**Task inputs**
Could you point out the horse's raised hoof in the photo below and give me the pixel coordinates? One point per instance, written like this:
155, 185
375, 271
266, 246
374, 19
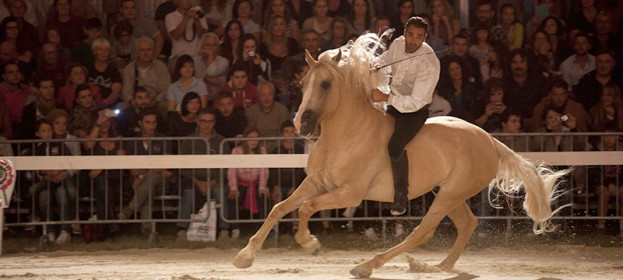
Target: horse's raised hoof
244, 258
361, 271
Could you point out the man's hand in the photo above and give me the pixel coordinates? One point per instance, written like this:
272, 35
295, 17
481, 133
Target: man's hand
379, 96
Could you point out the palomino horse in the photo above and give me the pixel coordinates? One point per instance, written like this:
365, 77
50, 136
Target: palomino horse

**Goal**
Copy the data from the line with "Could you point out the man's" through the end of the data, swapping "pixel coordinates" for "pixel locations" and leaving everything else unchanged.

**Task response**
Could you point out the man's hand in the photo above and give me the pixel locations? One point per instance, written like this:
272, 35
295, 17
481, 133
Target: man's hand
379, 96
Could you point out the palomino horse in the photo above and give me the pixel locations? One point per instance, written like this:
365, 77
50, 136
Target: palomino horse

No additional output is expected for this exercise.